Given instruction. The line containing "Place one point per instance of the horizontal" marks where to begin; quote it and every line after it through the end of the data, exactly as written.

Extracted material.
· · · ·

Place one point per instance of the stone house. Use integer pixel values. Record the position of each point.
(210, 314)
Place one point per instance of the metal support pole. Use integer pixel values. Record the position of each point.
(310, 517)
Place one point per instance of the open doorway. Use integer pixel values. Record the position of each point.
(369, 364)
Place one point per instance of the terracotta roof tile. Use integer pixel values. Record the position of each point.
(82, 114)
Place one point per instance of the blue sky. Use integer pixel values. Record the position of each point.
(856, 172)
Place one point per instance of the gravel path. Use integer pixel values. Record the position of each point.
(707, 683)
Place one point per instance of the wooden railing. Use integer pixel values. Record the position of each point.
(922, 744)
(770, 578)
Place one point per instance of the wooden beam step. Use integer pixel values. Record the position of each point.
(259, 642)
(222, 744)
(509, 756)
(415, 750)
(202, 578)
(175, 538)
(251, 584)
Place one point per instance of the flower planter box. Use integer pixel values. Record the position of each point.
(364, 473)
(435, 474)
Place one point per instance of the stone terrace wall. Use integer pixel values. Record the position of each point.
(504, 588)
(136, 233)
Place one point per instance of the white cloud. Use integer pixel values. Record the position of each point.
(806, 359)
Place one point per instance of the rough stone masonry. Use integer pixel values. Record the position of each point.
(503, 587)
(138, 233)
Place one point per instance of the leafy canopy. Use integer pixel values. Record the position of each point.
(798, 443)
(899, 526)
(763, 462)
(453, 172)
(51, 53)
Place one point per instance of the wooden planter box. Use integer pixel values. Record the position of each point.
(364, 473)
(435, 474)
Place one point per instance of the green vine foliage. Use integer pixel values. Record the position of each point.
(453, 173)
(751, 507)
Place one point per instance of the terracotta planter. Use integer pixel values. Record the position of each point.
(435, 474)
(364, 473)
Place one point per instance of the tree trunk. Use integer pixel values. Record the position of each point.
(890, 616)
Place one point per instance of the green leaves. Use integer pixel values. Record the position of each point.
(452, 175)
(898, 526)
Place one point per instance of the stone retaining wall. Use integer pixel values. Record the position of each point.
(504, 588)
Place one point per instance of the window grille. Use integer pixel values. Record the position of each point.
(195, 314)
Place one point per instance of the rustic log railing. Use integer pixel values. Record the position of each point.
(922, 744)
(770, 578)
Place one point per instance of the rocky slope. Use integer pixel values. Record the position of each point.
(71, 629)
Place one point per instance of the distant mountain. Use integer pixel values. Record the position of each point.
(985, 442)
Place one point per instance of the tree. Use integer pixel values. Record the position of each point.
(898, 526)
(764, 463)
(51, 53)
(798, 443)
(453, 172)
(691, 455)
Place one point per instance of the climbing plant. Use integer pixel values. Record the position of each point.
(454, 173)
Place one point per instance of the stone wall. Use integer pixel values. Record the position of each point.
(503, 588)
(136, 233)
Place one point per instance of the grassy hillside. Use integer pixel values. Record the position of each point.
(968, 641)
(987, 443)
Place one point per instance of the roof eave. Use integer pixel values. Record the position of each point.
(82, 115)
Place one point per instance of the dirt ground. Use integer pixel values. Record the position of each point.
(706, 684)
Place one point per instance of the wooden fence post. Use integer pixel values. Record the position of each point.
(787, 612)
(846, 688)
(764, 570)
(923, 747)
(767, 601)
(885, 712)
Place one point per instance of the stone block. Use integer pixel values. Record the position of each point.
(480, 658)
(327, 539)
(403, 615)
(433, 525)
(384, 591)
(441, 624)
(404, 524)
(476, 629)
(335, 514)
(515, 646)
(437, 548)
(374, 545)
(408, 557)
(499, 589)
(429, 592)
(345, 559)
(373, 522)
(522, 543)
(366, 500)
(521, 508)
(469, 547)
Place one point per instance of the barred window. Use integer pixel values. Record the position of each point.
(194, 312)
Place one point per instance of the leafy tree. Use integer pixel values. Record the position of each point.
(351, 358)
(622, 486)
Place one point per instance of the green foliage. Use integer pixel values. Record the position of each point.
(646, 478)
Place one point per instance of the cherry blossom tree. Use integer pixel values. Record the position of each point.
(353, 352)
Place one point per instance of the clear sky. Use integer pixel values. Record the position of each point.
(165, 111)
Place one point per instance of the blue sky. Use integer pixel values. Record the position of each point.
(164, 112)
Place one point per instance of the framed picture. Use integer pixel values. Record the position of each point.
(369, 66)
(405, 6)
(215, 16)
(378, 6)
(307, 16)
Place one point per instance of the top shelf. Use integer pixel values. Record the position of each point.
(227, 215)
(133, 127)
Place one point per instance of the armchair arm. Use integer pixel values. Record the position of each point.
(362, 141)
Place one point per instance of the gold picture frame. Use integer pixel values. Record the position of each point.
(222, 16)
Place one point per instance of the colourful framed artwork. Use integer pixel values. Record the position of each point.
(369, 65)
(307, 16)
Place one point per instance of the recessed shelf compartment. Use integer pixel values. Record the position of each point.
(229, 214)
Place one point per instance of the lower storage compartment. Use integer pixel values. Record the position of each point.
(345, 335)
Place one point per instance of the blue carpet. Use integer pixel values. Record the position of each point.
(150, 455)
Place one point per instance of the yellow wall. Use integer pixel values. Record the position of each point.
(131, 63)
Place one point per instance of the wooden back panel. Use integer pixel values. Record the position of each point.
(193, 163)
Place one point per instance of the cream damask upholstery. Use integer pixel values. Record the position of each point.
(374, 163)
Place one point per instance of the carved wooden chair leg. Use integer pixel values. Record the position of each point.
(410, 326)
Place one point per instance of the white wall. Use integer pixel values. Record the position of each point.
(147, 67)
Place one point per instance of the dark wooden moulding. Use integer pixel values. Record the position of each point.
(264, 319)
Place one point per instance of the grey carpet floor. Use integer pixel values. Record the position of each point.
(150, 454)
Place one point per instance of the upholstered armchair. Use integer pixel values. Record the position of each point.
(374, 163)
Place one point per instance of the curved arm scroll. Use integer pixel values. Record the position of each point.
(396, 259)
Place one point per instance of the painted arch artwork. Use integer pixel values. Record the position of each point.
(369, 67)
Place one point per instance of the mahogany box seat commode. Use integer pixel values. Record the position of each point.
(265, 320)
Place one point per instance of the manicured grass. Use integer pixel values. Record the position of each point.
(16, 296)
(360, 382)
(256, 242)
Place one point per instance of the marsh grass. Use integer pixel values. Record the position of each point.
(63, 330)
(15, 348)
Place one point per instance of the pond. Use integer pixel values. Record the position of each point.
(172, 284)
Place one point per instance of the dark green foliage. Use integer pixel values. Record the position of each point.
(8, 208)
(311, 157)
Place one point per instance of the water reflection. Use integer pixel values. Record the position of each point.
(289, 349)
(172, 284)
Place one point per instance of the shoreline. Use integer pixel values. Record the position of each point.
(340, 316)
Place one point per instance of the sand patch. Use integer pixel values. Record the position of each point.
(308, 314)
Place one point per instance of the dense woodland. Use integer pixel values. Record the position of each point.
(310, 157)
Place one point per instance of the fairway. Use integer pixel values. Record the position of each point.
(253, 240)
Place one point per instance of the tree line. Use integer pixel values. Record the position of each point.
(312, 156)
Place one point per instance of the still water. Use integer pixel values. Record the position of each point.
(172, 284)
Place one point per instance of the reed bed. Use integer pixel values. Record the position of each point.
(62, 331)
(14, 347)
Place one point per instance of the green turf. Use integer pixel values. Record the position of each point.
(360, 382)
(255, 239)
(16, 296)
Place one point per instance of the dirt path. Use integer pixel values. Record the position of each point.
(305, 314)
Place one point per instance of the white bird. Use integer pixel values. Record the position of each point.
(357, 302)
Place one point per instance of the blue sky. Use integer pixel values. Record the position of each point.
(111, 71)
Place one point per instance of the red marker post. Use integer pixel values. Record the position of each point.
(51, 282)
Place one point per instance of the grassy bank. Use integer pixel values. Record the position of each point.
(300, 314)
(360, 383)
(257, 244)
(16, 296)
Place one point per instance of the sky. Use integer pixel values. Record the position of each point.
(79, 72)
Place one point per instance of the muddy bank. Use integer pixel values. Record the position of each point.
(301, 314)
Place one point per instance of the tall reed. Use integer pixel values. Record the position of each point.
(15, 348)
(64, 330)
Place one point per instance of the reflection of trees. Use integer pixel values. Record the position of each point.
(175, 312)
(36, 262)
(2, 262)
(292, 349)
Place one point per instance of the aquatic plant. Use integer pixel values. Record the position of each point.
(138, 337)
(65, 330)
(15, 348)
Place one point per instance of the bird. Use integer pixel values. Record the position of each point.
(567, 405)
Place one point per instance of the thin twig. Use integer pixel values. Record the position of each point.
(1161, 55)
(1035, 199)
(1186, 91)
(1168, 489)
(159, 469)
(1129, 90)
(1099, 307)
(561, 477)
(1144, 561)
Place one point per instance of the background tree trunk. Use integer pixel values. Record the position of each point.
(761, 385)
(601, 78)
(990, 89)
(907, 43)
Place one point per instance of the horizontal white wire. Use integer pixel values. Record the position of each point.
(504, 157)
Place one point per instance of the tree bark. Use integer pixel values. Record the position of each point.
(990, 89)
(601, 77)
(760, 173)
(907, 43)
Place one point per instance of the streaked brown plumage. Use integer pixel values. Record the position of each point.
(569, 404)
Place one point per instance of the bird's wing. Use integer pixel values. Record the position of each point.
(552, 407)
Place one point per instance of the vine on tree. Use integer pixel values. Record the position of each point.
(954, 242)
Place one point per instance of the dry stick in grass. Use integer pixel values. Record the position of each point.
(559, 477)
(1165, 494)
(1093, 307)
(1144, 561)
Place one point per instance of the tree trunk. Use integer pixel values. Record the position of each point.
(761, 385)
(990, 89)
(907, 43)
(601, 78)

· · · ·

Result of the exercise.
Place one point per instance of the horizontal white wire. Use integer pixel values. Record the position of each point.
(504, 157)
Place one point per instance of the tree bark. Use integer pixel values. Record the position of each point.
(990, 89)
(601, 77)
(760, 173)
(907, 43)
Place one point per instance of the streaked brown plumage. Use integer pixel values. Record the position of each point.
(569, 404)
Place one point per instance of the bird's wing. Use integer pixel values. Record the position of each point.
(552, 407)
Place one point per instance of the vine on tree. Use integer pixel values. Record the position of each point.
(954, 242)
Place one point per instance of the dry stick in grass. Use integer pixel values. Record the position of each point.
(559, 477)
(1165, 494)
(1093, 307)
(1144, 561)
Place one point per instance of the tree trunk. Use integer pixel values. Record the position of each point.
(761, 385)
(990, 89)
(907, 43)
(601, 78)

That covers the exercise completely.